• [Détails de l'exercice]: Dans l'extrait sur le capital, comment le capital apparaît-il à l'origine ?

• [Extrait du texte]:
:::
1867 |
Un chapitre du livre premier découvert ultérieurement et qui fournit des précisions cruciales pour l'analyse du mode de production capitaliste. |
Un chapitre inédit du Capital
Résultats du procès de production immédiat
Tant que le capital apparaît seulement sous ses formes élémentaires - marchandise ou argent - le capitaliste fait figure, comme nous l'avons déjà vu, de possesseur de marchandises ou d'argent. Mais, il ne s'ensuit pas pour autant que les possesseurs de marchandises ou d'argent soient, comme tels, des capitalistes. Comme tels, les marchandises ou l'argent ne sont pas davantage du capital - ils ne se transforment en capital que dans des conditions données, celles-là même qui font du possesseur de marchandises ou d'argent un capitaliste.
Bref, à l'origine, le capital apparaît comme argent qui doit encore se transformer en capital, ou mieux : comme capital en puissance.
Les économistes se trompent lorsque, d'une part, ils identifient ces formes élémentaires en tant que telles - marchandises ou argent - avec le capital et que, d'autre part, ils proclament capital ce qui n'est que son mode d'existence comme valeur d'usage, les moyens de travail.
:::
• [Section des données]:
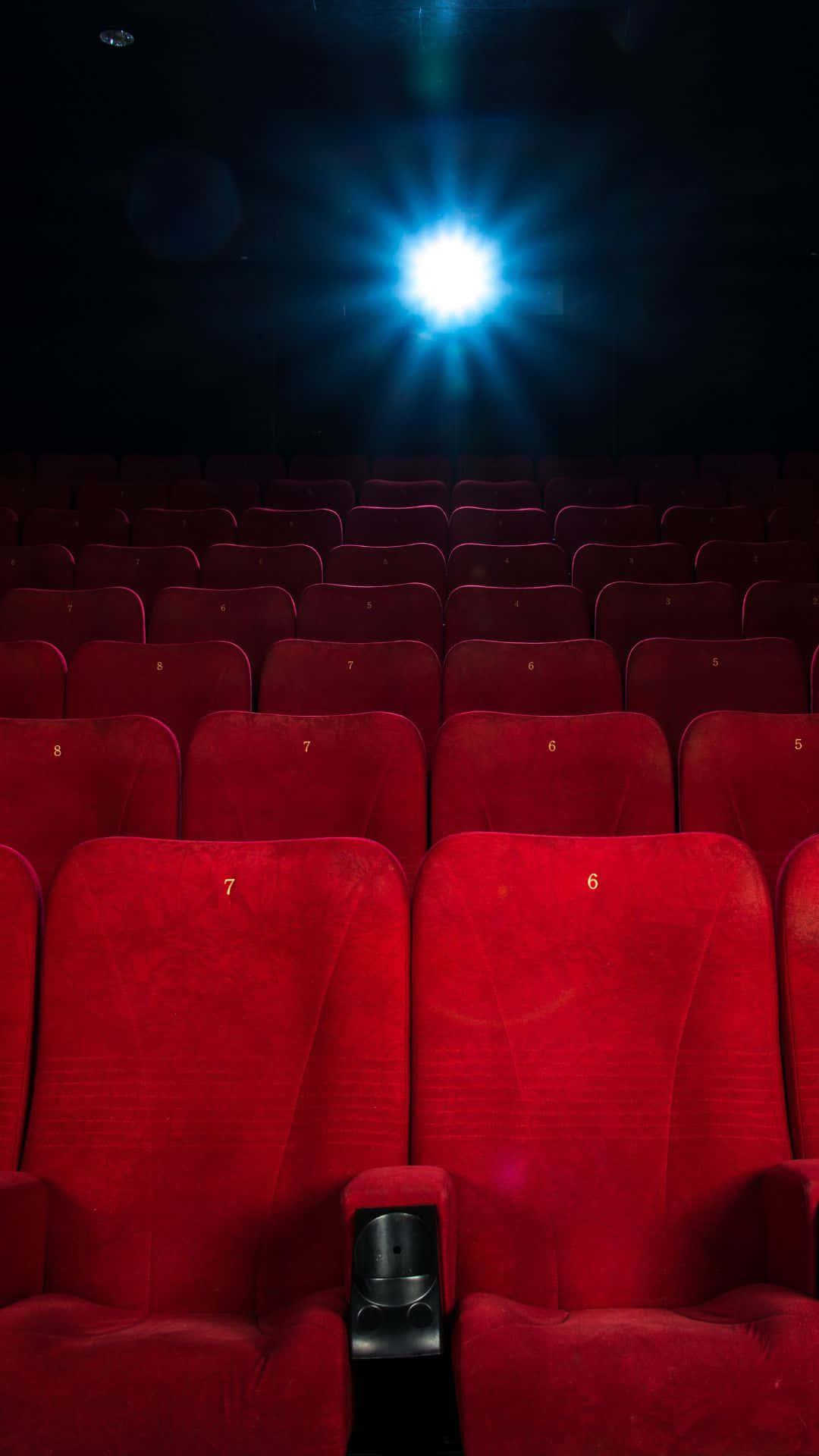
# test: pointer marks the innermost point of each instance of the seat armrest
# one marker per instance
:::
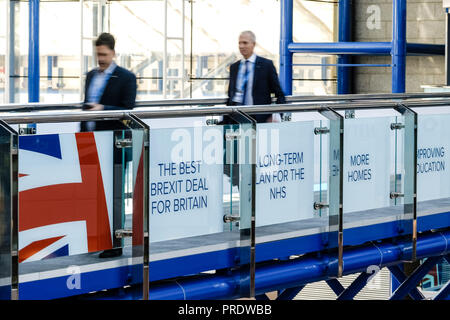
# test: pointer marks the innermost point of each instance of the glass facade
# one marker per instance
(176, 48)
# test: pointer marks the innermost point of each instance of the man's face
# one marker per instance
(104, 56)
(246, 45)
:::
• [Résultat de l'exercice]: À l'origine, le capital apparaît comme argent qui doit encore se transformer en capital, ou mieux, comme capital en puissance.